----- SUPPLIED RECORDS -----

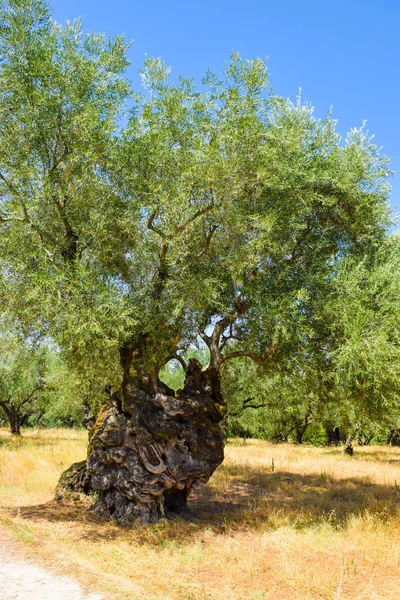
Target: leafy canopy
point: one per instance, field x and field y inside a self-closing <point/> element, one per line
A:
<point x="195" y="205"/>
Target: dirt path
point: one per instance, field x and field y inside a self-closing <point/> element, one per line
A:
<point x="20" y="580"/>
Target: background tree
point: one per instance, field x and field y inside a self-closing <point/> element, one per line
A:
<point x="23" y="370"/>
<point x="213" y="213"/>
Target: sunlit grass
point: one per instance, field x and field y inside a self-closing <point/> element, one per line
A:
<point x="318" y="525"/>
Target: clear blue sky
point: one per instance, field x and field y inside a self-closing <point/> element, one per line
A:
<point x="342" y="53"/>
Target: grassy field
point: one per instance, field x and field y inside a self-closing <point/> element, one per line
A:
<point x="318" y="526"/>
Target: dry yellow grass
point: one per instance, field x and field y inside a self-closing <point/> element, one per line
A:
<point x="321" y="526"/>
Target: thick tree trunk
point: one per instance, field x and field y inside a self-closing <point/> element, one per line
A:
<point x="149" y="447"/>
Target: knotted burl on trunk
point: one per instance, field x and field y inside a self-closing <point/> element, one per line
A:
<point x="149" y="447"/>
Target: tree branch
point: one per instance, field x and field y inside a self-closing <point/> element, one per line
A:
<point x="261" y="360"/>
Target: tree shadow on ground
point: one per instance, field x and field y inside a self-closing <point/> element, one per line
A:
<point x="251" y="499"/>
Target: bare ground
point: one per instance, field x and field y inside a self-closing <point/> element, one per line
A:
<point x="21" y="580"/>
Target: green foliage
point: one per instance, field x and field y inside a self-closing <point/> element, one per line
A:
<point x="192" y="206"/>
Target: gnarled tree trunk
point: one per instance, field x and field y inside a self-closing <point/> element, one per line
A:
<point x="149" y="447"/>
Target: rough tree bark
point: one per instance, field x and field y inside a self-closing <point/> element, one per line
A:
<point x="149" y="447"/>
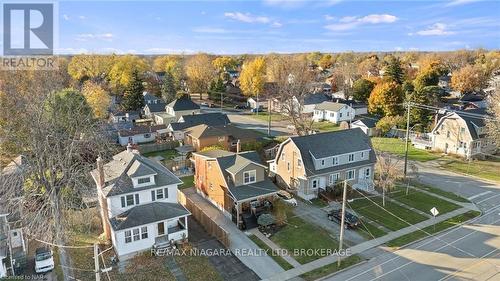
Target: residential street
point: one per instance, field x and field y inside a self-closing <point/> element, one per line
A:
<point x="469" y="252"/>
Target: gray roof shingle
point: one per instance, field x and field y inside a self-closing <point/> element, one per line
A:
<point x="146" y="214"/>
<point x="333" y="143"/>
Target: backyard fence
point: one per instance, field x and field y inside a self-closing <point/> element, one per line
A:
<point x="210" y="226"/>
<point x="152" y="147"/>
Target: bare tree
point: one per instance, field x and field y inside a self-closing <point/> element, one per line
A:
<point x="60" y="139"/>
<point x="291" y="79"/>
<point x="388" y="171"/>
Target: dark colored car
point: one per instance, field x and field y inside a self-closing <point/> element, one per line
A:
<point x="351" y="221"/>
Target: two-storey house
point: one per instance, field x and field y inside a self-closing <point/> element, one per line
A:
<point x="138" y="203"/>
<point x="232" y="181"/>
<point x="333" y="112"/>
<point x="463" y="135"/>
<point x="308" y="164"/>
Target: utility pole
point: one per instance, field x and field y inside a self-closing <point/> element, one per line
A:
<point x="269" y="110"/>
<point x="344" y="194"/>
<point x="407" y="138"/>
<point x="96" y="263"/>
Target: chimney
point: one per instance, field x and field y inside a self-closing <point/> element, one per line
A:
<point x="103" y="203"/>
<point x="129" y="147"/>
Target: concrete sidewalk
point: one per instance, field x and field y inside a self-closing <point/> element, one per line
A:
<point x="264" y="266"/>
<point x="365" y="246"/>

-----

Hand back every line of the material, exactly, without the pictures.

- _ANSWER BOX_
Target: leafy canopy
point: one per instance, field x and field y inside a self-closing <point/> element, one per line
A:
<point x="195" y="205"/>
Target: dirt path
point: one per instance, field x and field y inside a self-closing <point/> element, one per line
A:
<point x="20" y="580"/>
Target: background tree
point: one per instance, field x and field y inside a self-closing <point/> element, one per line
A:
<point x="23" y="370"/>
<point x="213" y="213"/>
Target: sunlit grass
point: one per instance, field x and field y inside a self-closing <point/> element, one per line
A:
<point x="318" y="525"/>
Target: clear blue sky
point: one per instance, field x and field y inside a self-closing <point/> element, one per line
A:
<point x="342" y="53"/>
Target: grassy field
point: one per instance, field x and field y inside a self-closing <point/> element, one per line
A:
<point x="318" y="526"/>
Target: dry yellow grass
point: one per instance, field x and field y inside a self-closing <point/> element, one per line
A:
<point x="321" y="526"/>
Target: thick tree trunk
point: one per instance, field x and field y inside a self-closing <point/> element, one per line
A:
<point x="149" y="447"/>
Target: knotted burl on trunk
point: one per instance, field x and field y inside a self-closing <point/> element, one per line
A:
<point x="149" y="447"/>
Target: tree branch
point: one per instance, field x and field y inside a self-closing <point/> element, one per line
A:
<point x="261" y="360"/>
Target: tree shadow on ground
point: one per instance, field x and field y inside a self-closing <point/> element, one per line
A:
<point x="251" y="499"/>
Target: bare ground
point: one per instance, field x and field y inside a self-closing <point/> element, one per line
A:
<point x="21" y="580"/>
Target: green foliage
point: one per instance, field x and field y inside a self-closing <point/> element, one per line
A:
<point x="192" y="206"/>
Target: gnarled tree trunk
point: one per instance, field x and field y inside a self-closing <point/> element, one per line
A:
<point x="149" y="447"/>
Target: rough tree bark
point: one per instance, field x and field y inside a self-closing <point/> element, one per line
A:
<point x="149" y="447"/>
Target: residential street
point: one per instance, field x and field y inside a self-closing <point/> element, one per line
A:
<point x="469" y="252"/>
Target: gray roof shingle
point: one per instance, field x and field y inside a self-closing <point/> element, one per line
A:
<point x="146" y="214"/>
<point x="333" y="143"/>
Target: backyard fence
point: one per instance, field x and field y inside a self-closing <point/> element, one per line
A:
<point x="210" y="226"/>
<point x="152" y="147"/>
Target: bare tree
point: one per instance, field x and field y inside a self-closing <point/> element, one per line
A:
<point x="60" y="139"/>
<point x="291" y="79"/>
<point x="388" y="171"/>
Target: dark colored car
point: one per instance, field x and field y inside a self-closing <point/> element, one per line
A:
<point x="351" y="221"/>
Target: two-storey house
point: one per instance, field x and field y inside a self-closing <point/> element, one per line
A:
<point x="138" y="203"/>
<point x="232" y="181"/>
<point x="333" y="112"/>
<point x="463" y="135"/>
<point x="308" y="164"/>
Target: utility pole
point: one per instance, field x and field y inside a self-closing <point/> element, one per line
A:
<point x="269" y="110"/>
<point x="344" y="194"/>
<point x="407" y="138"/>
<point x="96" y="263"/>
Target: chimney
point: one per instance, field x and field y inside a self-closing <point/> element, one per line
A:
<point x="103" y="203"/>
<point x="129" y="147"/>
Target: concrete sidewalk
point: one per instance, field x and field y inside a self-closing <point/> element, one per line
A:
<point x="264" y="266"/>
<point x="365" y="246"/>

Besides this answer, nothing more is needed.